*SOURCE PASSAGE*.
▶

Previous studies (1-4) from our group have examined fluid properties (surface tension, high and low shear viscosities, storage moduli (G') and dynamic uniaxial extensional viscosities (DUEVs) of water-soluble polymer blends and fully formulated waterborne coatings. After evaluating all of the parameters, sprayability and droplet size could be correlated only to DUEVs. The results are similar to past studies examining spatter in roll-applied coatings (5) and aqueous polymer blends. (6)

Waterborne latex coatings are an alternative to conventional high molecular weight resins dissolved in an organic solvent (e.g., nitrocellulose solubilized in organic solvents used in Henry Ford's model T automobiles and still used in nail polishes). High-solid (H-S) coatings that contain large amounts of oligomers and crosslinker and a lower level of solvent are another alternative to low concentration, high molecular weight polymers in organic media. For a pigmented primer, the percent solids can be as high as 50 NVV, and as high as 75 NVV for a clearcoat. (7) The protective coating is obtained by polymerization of the oligomers during and after application on the surface to provide thermosetting resins (Scheme 1). Organic component influences on the sprayability of high solids coatings is the focus of this study.

Mercurio and Lewis evaluated the effects of molecular weight on solids content and viscosity. (8) Their results indicated that there is a linear relationship between the log of the viscosity and the weight percent of the polymer solids. The increase in viscosity with increasing solids content is much lower with oligomers than with higher molecular weight polymers. Flory (9) recognized this well before high solid coatings became popular. Reduction of application viscosity and sagging of the applied fluid after leveling are two major rheological problems in high solid coatings. (10,11) Problems with sagging can be reduced by adding a thixotropic agent, such as polymeric microparticles (12,13) or clays. (10) Application viscosities are improved by using lower molecular weight oligomers, low-viscosity solvents, lowering functional group content, (14) minimizing resin-solvent interactions, (15) reactive diluents, (16) and heat (17,18) to control the viscosity of the high solids coatings. In general, the viscosity of high solid coatings decreases with increasing temperature, and the molecular weight of the oligomers. (19)

◀

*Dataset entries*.
▶

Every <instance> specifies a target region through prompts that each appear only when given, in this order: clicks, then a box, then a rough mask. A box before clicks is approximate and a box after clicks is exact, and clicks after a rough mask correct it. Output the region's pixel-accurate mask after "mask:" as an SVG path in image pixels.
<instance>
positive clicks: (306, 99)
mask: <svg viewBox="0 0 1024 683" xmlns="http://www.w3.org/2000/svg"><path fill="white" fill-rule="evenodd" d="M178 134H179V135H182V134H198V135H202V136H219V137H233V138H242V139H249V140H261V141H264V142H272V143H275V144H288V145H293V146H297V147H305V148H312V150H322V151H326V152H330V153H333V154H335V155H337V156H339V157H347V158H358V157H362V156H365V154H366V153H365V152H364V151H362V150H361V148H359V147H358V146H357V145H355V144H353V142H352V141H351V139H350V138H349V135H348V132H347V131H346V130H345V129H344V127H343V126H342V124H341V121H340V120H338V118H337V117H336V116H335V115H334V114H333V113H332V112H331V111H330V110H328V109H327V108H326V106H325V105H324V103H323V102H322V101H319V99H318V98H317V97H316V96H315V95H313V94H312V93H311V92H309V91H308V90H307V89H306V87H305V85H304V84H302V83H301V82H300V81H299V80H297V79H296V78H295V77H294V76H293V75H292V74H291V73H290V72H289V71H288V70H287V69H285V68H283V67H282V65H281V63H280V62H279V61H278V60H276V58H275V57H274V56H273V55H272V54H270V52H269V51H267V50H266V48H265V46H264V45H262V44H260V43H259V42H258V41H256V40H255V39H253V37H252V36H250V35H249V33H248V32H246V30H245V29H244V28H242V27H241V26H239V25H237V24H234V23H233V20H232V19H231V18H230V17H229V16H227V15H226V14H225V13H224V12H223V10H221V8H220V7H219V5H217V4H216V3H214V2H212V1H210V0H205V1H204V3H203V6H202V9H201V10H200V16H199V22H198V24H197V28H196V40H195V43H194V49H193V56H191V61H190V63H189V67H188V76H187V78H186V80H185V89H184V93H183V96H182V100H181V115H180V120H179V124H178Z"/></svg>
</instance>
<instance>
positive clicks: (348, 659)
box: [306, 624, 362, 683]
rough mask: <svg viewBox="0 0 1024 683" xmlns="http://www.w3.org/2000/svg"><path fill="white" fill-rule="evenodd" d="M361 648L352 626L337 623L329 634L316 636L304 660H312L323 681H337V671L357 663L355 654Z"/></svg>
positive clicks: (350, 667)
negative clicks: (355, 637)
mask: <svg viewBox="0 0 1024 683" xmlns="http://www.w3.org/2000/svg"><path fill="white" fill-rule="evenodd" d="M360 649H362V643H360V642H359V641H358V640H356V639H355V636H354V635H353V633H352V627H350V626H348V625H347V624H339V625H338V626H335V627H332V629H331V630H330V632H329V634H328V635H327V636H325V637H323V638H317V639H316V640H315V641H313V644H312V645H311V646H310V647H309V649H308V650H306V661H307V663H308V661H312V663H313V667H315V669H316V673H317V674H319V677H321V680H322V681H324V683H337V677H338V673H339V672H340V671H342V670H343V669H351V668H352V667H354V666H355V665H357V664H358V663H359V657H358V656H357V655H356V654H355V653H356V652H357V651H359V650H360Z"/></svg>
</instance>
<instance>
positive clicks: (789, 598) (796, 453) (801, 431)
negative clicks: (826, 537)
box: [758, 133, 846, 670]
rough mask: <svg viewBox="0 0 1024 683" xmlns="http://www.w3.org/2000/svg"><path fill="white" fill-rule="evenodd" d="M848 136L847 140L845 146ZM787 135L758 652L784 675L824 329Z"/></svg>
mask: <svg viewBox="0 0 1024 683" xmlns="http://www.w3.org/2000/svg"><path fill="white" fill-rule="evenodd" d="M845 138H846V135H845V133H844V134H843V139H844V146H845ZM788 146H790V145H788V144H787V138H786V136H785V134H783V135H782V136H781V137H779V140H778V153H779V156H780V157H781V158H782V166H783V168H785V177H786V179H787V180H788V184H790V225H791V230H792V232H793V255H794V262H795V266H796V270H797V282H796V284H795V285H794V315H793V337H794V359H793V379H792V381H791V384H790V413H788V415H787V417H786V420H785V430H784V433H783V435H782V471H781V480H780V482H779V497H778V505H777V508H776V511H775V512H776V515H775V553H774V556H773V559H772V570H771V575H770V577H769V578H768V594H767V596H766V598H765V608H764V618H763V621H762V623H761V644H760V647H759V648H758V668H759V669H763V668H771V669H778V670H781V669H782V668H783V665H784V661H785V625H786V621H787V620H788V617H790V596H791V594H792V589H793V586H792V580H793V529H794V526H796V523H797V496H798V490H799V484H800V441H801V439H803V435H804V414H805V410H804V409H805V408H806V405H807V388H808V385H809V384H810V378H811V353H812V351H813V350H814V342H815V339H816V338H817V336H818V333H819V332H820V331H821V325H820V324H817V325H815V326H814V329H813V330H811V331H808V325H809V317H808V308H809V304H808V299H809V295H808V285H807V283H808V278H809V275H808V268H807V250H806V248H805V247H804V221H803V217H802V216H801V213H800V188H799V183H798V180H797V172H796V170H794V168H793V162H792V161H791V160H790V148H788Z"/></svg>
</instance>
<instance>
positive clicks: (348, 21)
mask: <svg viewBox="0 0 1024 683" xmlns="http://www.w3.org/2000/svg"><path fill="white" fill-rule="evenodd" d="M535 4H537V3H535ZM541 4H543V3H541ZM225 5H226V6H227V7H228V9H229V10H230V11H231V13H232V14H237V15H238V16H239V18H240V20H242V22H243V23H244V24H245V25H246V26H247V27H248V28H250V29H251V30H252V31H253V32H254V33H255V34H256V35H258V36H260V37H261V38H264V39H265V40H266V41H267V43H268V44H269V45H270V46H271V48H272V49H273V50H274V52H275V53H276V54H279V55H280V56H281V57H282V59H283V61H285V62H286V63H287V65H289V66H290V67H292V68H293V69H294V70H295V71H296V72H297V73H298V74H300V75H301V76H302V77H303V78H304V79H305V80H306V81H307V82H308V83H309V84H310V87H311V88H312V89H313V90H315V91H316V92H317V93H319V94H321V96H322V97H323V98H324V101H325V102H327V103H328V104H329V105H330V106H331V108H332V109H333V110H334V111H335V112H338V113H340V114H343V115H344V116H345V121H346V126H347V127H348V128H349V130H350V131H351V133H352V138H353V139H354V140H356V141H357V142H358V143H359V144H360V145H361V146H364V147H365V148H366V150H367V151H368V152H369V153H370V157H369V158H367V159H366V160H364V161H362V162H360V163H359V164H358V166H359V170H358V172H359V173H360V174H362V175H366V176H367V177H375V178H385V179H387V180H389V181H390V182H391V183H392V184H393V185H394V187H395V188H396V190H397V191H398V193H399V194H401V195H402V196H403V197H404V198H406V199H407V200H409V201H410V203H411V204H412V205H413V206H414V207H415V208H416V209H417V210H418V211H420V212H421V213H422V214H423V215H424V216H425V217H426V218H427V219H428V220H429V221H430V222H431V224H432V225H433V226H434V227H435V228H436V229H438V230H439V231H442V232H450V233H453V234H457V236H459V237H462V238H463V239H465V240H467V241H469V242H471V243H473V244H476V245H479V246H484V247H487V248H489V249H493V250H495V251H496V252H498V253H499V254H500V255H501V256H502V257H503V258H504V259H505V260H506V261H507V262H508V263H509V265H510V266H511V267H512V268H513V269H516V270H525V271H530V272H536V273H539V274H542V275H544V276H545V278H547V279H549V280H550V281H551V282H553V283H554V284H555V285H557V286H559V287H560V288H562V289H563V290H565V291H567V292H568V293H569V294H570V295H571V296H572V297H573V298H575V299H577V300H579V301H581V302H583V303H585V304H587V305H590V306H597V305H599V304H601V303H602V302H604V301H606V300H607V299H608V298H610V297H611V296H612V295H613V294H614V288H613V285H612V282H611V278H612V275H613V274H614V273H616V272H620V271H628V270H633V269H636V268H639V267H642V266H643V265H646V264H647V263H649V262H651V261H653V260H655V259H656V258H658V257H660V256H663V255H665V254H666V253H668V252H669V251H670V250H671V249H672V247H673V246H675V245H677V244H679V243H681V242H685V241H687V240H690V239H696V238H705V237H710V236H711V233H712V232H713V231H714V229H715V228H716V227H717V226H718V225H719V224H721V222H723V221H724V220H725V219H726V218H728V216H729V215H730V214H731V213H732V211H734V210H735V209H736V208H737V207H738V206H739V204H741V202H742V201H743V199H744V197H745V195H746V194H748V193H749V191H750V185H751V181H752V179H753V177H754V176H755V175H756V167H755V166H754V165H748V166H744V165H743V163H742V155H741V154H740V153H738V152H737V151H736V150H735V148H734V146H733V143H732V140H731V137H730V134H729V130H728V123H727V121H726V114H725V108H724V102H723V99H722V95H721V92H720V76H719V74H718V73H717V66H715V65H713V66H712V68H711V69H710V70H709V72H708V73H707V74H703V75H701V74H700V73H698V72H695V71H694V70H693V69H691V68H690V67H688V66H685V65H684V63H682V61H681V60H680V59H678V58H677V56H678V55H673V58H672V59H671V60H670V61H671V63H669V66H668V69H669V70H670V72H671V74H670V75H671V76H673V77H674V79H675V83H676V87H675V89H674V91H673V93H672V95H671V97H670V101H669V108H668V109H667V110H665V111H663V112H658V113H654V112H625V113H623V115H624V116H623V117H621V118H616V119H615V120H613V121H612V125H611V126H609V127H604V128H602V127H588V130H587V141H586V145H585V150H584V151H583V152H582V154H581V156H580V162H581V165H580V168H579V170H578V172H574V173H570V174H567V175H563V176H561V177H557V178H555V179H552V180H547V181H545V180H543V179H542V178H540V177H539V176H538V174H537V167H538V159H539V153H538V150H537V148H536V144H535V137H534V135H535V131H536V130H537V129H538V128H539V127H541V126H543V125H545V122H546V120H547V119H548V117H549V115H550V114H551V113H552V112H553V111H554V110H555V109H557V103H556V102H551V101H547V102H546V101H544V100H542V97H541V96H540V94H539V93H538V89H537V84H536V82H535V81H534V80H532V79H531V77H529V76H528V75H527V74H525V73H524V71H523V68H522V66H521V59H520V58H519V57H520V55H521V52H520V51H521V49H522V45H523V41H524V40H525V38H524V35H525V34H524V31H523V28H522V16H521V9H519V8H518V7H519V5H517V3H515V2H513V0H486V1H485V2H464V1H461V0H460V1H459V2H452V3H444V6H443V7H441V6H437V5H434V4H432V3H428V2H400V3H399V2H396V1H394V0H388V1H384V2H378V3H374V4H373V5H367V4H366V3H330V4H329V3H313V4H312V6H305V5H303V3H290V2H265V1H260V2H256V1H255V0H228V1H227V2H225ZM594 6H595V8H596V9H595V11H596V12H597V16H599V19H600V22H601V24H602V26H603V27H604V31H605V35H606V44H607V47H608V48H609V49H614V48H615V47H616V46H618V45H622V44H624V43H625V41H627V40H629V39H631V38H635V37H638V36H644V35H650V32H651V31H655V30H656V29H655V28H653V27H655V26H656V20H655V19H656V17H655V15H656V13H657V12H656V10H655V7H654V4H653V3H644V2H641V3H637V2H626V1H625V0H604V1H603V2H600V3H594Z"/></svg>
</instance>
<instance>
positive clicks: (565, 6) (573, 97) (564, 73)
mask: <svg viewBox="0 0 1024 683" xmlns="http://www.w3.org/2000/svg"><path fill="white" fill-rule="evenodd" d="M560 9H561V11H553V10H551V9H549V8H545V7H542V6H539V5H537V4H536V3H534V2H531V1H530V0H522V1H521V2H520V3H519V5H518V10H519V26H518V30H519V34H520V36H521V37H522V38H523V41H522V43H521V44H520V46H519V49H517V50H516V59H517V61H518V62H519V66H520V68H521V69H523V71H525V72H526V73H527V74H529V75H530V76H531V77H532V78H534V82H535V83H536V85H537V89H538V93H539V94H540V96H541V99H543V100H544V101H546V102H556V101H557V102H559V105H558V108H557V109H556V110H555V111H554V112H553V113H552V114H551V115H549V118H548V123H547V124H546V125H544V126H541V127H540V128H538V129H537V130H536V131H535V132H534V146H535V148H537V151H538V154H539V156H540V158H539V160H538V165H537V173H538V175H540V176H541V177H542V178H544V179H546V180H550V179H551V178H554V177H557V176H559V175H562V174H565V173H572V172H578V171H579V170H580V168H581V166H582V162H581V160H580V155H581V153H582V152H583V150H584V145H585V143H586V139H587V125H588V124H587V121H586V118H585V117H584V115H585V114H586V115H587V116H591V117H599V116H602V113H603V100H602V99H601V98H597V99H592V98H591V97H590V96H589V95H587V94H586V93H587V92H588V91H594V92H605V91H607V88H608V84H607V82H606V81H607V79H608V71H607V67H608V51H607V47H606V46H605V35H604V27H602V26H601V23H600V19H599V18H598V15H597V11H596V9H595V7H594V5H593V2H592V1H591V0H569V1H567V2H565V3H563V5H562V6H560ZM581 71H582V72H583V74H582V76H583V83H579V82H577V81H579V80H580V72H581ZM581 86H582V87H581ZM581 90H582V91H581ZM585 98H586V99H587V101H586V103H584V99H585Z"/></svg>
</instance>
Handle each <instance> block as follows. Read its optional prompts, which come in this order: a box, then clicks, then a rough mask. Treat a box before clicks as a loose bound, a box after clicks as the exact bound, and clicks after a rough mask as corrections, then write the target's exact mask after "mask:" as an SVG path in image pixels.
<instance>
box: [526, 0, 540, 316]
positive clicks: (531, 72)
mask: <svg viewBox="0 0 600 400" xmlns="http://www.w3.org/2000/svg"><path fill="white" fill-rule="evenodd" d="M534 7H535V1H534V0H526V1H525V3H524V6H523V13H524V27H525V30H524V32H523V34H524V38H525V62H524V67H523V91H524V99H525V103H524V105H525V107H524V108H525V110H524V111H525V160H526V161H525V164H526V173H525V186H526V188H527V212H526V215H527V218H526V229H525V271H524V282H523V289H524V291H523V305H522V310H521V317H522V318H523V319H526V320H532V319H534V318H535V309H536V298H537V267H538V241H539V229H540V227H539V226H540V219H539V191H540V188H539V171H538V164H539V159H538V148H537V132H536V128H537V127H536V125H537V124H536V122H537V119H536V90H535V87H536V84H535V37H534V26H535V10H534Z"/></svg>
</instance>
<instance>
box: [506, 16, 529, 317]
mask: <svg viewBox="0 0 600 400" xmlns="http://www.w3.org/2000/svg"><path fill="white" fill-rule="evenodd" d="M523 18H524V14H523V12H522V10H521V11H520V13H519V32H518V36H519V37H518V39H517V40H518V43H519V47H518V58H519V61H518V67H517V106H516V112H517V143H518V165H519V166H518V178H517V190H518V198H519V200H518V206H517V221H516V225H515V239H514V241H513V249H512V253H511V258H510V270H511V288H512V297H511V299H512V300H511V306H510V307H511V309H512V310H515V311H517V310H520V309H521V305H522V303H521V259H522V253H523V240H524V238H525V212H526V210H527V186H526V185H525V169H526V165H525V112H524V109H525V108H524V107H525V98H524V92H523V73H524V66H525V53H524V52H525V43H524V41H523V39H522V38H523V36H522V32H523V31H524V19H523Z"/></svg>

◀

*AIM OF THE EXERCISE*. Set down the part of the coatings passage above that runs from "Waterborne latex coatings" up to and including "of this study.", word for word.

*YOUR RESPONSE*.
Waterborne latex coatings are an alternative to conventional high molecular weight resins dissolved in an organic solvent (e.g., nitrocellulose solubilized in organic solvents used in Henry Ford's model T automobiles and still used in nail polishes). High-solid (H-S) coatings that contain large amounts of oligomers and crosslinker and a lower level of solvent are another alternative to low concentration, high molecular weight polymers in organic media. For a pigmented primer, the percent solids can be as high as 50 NVV, and as high as 75 NVV for a clearcoat. (7) The protective coating is obtained by polymerization of the oligomers during and after application on the surface to provide thermosetting resins (Scheme 1). Organic component influences on the sprayability of high solids coatings is the focus of this study.